### 本文
★ ★ ★

全米小売業協会(NRF)が主催する小売り分野の大型イベント「NRF 2021: Retail's Big Show」が、2021年1月12~22日まで完全オンラインで開催された。新型コロナウイルスの感染拡大に伴う顧客の消費行動の変化に対応するため、リテール業界がどのように工夫をしたのか。1回目はニューノーマル(新常態)に対応し生き残るため、各社が取り組む「新陳代謝」を紹介する。
「まず従業員をサポートし、その次に自分達の強みを生かし、将来への投資を考えた。パンデミックの中でも長期的な視点で競争力を保ち続けないといけない」
カナダのスポーツウエアの製造・販売大手、ルルレモン・アスレティカのアメリカズ&グローバルゲストイノベーション社長のセレステ・バーゴイエン氏は、1月21日の基調講演でこう力をこめた。アメリカン・エキスプレス 米国マーチャントサービス社長のコリーン・テイラー氏との対談での一コマだ。

★ ★ ★

### 分析用データ
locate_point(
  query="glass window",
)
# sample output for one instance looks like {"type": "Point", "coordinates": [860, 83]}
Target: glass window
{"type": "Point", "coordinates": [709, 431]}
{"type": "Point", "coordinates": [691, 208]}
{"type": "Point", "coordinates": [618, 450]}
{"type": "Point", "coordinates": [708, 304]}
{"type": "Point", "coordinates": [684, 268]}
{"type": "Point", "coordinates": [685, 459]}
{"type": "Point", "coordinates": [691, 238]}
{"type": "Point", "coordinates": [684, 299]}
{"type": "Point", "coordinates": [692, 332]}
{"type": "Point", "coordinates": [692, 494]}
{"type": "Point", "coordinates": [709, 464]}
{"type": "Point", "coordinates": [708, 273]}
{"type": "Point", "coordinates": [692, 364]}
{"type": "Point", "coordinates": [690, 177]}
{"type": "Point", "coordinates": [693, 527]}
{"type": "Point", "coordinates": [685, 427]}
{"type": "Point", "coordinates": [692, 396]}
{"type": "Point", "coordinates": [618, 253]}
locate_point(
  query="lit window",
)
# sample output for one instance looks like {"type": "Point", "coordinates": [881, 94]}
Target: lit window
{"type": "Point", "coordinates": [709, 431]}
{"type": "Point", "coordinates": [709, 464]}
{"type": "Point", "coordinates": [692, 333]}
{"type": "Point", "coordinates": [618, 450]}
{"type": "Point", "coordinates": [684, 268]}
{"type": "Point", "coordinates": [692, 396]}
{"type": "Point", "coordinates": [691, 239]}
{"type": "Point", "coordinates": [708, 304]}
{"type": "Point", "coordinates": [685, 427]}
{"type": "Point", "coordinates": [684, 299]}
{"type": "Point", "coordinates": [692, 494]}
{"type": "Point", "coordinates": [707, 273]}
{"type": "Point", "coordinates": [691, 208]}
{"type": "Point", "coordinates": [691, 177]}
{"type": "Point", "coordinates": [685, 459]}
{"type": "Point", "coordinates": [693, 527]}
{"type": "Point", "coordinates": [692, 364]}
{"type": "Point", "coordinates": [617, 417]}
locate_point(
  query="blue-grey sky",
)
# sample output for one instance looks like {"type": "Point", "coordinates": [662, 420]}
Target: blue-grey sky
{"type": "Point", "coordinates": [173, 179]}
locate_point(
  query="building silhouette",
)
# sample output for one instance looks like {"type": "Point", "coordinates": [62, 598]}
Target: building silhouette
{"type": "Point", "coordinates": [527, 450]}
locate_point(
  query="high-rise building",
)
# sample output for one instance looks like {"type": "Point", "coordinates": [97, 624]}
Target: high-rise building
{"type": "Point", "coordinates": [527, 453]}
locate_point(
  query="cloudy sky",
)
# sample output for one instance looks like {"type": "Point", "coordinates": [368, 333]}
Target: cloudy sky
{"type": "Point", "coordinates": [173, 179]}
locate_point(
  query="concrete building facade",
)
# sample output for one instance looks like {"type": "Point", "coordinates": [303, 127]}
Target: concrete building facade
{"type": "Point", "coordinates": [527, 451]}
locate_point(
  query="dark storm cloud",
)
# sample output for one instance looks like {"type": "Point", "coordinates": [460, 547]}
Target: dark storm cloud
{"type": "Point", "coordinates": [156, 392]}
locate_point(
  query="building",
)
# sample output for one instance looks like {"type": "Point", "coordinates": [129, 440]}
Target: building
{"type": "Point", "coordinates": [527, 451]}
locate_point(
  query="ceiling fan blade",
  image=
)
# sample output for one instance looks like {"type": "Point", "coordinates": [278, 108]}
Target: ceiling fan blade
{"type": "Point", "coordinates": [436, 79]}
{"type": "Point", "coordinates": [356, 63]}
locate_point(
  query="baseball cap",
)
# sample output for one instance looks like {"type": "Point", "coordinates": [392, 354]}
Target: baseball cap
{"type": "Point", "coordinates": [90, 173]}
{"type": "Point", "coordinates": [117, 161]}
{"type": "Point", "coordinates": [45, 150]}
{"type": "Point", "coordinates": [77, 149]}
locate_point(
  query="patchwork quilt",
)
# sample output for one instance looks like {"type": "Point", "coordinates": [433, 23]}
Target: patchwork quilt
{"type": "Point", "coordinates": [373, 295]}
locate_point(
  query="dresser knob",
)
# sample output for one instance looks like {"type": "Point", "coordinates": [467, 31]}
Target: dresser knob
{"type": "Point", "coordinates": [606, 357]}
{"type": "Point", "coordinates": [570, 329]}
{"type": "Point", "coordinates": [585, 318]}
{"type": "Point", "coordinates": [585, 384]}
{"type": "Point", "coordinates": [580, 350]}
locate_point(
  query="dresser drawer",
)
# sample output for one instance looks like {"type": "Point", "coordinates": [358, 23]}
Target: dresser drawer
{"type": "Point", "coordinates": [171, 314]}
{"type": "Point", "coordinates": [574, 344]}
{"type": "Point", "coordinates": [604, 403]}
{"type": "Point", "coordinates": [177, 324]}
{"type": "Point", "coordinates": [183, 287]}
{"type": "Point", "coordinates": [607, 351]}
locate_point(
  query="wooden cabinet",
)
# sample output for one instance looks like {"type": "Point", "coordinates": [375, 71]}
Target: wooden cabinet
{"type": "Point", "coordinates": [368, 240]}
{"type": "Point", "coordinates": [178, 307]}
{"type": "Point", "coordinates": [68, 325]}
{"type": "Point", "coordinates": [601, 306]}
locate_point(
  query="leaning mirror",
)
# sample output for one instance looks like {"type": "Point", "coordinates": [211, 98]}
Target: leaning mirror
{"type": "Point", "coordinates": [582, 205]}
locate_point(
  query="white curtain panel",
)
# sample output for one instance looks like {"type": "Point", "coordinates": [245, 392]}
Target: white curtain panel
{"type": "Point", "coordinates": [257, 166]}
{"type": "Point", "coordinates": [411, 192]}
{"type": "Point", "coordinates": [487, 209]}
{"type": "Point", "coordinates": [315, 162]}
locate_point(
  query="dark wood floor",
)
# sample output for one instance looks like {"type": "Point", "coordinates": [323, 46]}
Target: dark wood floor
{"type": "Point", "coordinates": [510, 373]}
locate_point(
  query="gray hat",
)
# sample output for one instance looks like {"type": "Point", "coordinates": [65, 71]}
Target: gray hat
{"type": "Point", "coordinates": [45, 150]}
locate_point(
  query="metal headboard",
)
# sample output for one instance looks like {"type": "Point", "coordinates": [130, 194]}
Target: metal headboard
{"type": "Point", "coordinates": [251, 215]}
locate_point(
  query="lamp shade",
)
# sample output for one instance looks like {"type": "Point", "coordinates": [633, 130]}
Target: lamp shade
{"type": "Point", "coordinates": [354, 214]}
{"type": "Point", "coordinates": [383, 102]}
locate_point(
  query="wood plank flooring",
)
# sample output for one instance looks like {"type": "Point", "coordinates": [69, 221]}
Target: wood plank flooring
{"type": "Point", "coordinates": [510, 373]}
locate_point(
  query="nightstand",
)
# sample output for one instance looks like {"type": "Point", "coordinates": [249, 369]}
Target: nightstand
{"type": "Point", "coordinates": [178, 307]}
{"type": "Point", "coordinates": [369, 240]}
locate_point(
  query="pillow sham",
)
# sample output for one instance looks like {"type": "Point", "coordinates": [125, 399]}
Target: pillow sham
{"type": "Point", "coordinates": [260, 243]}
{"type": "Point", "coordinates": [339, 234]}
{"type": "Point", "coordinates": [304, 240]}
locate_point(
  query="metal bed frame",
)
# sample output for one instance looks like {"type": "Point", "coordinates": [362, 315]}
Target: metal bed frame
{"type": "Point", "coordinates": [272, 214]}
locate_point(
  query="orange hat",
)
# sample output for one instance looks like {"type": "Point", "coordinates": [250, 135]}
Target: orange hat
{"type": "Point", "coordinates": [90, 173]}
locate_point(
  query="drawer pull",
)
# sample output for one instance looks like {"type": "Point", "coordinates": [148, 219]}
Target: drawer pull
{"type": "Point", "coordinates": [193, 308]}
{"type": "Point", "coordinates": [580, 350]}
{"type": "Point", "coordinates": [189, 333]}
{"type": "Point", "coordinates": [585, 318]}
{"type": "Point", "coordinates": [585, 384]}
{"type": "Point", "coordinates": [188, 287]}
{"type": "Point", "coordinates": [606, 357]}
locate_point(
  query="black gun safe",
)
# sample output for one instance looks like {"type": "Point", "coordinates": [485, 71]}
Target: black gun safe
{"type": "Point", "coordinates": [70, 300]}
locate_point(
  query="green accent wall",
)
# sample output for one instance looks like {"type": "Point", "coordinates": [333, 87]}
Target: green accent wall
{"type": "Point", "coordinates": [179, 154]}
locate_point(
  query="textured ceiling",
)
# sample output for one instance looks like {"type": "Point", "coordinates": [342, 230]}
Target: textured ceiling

★ ★ ★

### 課題
本文のうち、「全米小売業協会(NRF)が主催する小売り分野の大型イベント「NRF 2021: Retail's」から始まり「ラー氏との対談での一コマだ。」で終わる部分を、一字も変えずに書き出してください。

### 回答欄
全米小売業協会(NRF)が主催する小売り分野の大型イベント「NRF 2021: Retail's Big Show」が、2021年1月12~22日まで完全オンラインで開催された。新型コロナウイルスの感染拡大に伴う顧客の消費行動の変化に対応するため、リテール業界がどのように工夫をしたのか。1回目はニューノーマル(新常態)に対応し生き残るため、各社が取り組む「新陳代謝」を紹介する。
「まず従業員をサポートし、その次に自分達の強みを生かし、将来への投資を考えた。パンデミックの中でも長期的な視点で競争力を保ち続けないといけない」
カナダのスポーツウエアの製造・販売大手、ルルレモン・アスレティカのアメリカズ&グローバルゲストイノベーション社長のセレステ・バーゴイエン氏は、1月21日の基調講演でこう力をこめた。アメリカン・エキスプレス 米国マーチャントサービス社長のコリーン・テイラー氏との対談での一コマだ。